### [Photo-based referring expression data]
--- START ---

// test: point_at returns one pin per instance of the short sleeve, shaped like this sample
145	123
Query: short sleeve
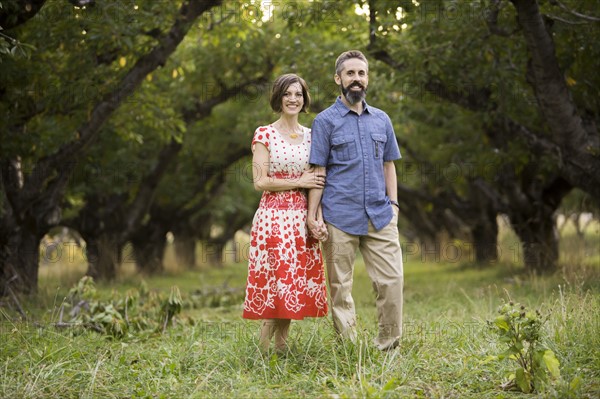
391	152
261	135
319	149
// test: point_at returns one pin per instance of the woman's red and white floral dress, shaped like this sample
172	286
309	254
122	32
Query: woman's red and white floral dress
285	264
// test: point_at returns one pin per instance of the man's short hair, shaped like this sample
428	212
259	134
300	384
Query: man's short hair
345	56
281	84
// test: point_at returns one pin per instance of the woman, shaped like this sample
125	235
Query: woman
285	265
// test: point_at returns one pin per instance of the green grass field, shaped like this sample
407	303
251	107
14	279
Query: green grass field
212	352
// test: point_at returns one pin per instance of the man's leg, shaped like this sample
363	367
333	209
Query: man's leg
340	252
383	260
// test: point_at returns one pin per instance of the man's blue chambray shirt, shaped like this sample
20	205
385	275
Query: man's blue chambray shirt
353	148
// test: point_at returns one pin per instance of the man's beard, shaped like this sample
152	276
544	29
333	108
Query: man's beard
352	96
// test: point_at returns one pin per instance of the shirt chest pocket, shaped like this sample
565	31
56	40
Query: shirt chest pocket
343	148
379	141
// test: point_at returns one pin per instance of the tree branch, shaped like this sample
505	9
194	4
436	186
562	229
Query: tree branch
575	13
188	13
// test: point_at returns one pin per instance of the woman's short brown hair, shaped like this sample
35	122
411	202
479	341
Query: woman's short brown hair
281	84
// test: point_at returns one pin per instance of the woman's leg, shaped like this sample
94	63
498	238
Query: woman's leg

--- END ---

### [Exercise goal]
The output should consist of every entry above, printed exactly, with the images removed.

### [Task response]
// test: point_at returns one pin per instance of the short sleeve, shaped like this sample
145	123
Query: short sleeve
391	152
261	135
319	149
// test: point_at returns one pin per instance of the woman's red and white floral dress, shaped like this sample
172	286
309	254
122	32
Query: woman's red and white floral dress
285	264
// test: point_at returns one pin per instance of the man's short hair, shaped like this sample
428	212
259	134
300	384
Query: man's short hair
345	56
281	84
// test: point_at returns one pin per instance of the woman, shaped like this sample
125	235
Query: woman
285	265
// test: point_at returns one pin per instance of the green grass field, shaped like this sample
407	303
251	107
14	279
Query: green grass field
212	352
// test: point_at returns one pin per instance of the man's leg, shaped like this sample
363	367
333	209
Query: man's leg
340	252
383	260
// test: point_at returns one pin per instance of the man's blue chambray shirt, shaped like this sample
20	205
385	275
Query: man's blue chambray shirt
353	148
// test: point_at returns one pin per instance of the man's beard, shaped like this sample
152	276
544	29
333	108
Query: man's beard
352	96
// test: point_at returns one pin per instance of the shirt chest pocket, shaped like this sample
565	31
56	40
Query: shirt chest pocket
343	148
379	141
// test: point_at returns one pin per instance of the tree branch, shaped like this sample
505	9
194	4
436	186
562	229
Query: tree branch
575	13
188	13
// test: point_at returns one pin per instance of the woman's short brown hair, shaped like this sample
35	122
411	202
479	341
Query: woman's short brown hair
281	84
// test: point_at returns one pin per instance of the woman's leg, shaped like this sample
94	63
498	238
Query: woman's leg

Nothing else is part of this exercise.